# porch molding: leave as is or add some detail



## joetab24 (Aug 15, 2010)

hi all,

I hope I am not breaking any rules, since I posted about this in the general forum.

I am using AZEK, a composite.




















None of the nails are driven completely in, so I need to decide now if I should add a profile to these pieces. 

I am pleased with how things look, although I know I need to address the top right corner. I've been a bit timid with these expensive pieces (at least for me, $21.00 for an 8' piece is a lot). For the top corner, I need to get my compass and scribe the contour of the post.


So would you add a profile to these pieces? what kind? thanks for your help:thumbsup:


----------



## JohnK007 (Nov 14, 2009)

Well since nobody has thrown out any ideas I'll start off with a couple. First off that's a real nice job you did on the framing Joe. Looks great! Is the top header flush with the two outer vertical posts? In the first picture it looks set back 3/8 or 1/2 inch on the left side. That would make making corner blocks difficult but not impossible. Scribe the outer edges where the stucco pilasters flare out with a compass and cut rosette corner blocks with a saber saw or even a coping saw. Then , how about tacking up some 3/4" primed and painted quarter round along the top against the soffit and down both verticals. A strip of shoe molding along the bottom, run a bead of white latex caulk to fill in any remaining gaps and call it a day! Just a thought.

On second thought, I keep looking at that second photo and the vertical gaps aren't that bad. I might be tempted to just run a nice bead of caulk up each side, put some painted quarter round along the top edge, and just enjoy my porch in bug-less harmony. That'd certainly be the quick and inexpensive way.


----------



## joetab24 (Aug 15, 2010)

hey John, thanks for the reply 

before












after, using compass


----------



## GeorgeC (Jul 30, 2008)

I would definitely use molding that you could cut/carve to match the uneven house.

George


----------



## cabinetman (Jul 5, 2007)

You could use a small quarter round plastic moulding along the top, as it looks pretty straight. Along the walls I would use white Polyseamseal caulk.












 







.


----------

Information supplied –

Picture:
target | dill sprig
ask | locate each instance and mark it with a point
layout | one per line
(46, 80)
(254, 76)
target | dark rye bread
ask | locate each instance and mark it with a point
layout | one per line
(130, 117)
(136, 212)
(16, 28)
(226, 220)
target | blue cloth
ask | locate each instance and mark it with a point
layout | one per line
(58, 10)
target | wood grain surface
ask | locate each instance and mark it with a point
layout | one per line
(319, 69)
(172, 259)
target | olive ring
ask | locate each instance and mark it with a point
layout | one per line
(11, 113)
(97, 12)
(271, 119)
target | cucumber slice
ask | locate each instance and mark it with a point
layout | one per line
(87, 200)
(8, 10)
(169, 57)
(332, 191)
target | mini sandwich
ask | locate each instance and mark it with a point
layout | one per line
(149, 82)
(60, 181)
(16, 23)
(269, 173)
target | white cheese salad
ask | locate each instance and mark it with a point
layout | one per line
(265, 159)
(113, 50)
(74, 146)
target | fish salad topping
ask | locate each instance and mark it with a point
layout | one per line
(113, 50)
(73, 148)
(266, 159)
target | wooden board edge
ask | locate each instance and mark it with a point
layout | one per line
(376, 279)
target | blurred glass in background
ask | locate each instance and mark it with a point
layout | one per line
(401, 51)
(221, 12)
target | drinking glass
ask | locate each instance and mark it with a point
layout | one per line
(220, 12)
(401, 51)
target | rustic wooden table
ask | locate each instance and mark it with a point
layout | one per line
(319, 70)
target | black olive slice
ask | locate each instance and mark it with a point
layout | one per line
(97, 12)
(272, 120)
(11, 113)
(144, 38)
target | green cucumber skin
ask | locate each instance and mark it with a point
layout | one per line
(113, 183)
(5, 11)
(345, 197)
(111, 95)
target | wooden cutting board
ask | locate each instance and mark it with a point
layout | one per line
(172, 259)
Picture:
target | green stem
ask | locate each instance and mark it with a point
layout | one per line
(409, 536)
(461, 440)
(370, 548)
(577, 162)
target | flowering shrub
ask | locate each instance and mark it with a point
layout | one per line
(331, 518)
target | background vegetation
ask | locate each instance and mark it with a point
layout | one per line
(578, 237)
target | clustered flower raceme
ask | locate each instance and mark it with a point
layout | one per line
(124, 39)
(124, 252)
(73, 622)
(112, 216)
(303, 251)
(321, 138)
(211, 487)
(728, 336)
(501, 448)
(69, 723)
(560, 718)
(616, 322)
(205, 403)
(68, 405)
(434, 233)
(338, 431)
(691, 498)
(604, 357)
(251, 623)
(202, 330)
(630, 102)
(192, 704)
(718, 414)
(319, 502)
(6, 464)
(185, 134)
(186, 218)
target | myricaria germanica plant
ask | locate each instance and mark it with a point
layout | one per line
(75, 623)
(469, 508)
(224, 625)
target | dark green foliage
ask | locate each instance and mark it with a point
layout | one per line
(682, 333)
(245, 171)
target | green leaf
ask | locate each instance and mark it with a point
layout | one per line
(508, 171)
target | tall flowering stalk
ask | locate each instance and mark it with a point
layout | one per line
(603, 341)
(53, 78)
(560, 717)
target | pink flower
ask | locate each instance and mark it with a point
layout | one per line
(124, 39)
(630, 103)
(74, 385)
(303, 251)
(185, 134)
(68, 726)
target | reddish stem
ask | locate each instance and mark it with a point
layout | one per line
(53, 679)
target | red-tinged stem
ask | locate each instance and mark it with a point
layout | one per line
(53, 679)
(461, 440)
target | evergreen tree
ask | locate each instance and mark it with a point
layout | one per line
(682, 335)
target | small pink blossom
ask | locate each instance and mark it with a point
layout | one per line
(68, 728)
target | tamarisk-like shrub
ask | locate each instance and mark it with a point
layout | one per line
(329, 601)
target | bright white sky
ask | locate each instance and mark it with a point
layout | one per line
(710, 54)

Tasks –
• A. In the porch molding thread, how much does the original poster say an 8' piece of AZEK costs?
• B. Turn the paragraph of the porch molding thread that begins "Well since nobody has thrown out any ideas" into a bulleted list that keeps its main facts.
• C. Translate this sentence from the porch molding thread into Spanish: "You could use a small quarter round plastic moulding along the top, as it looks pretty straight."

Responses to the exercise –
• A. $21.00

• B.
- Praises Joe's framing job.
- Asks whether the top header is flush with the two outer vertical posts. In the first picture it looks set back 3/8 or 1/2 inch on the left, which would make corner blocks difficult but not impossible.
- Suggests using a compass to scribe the outer edges where the stucco pilasters flare out, then cutting rosette corner blocks with a saber saw or coping saw.
- Proposes 3/4" primed and painted quarter round along the top against the soffit and down both verticals.
- Adds a strip of shoe molding along the bottom.
- Finishes with a bead of white latex caulk to fill any remaining gaps.

• C. Podrías usar una pequeña moldura de plástico de cuarto bocel a lo largo de la parte superior, ya que parece bastante recta.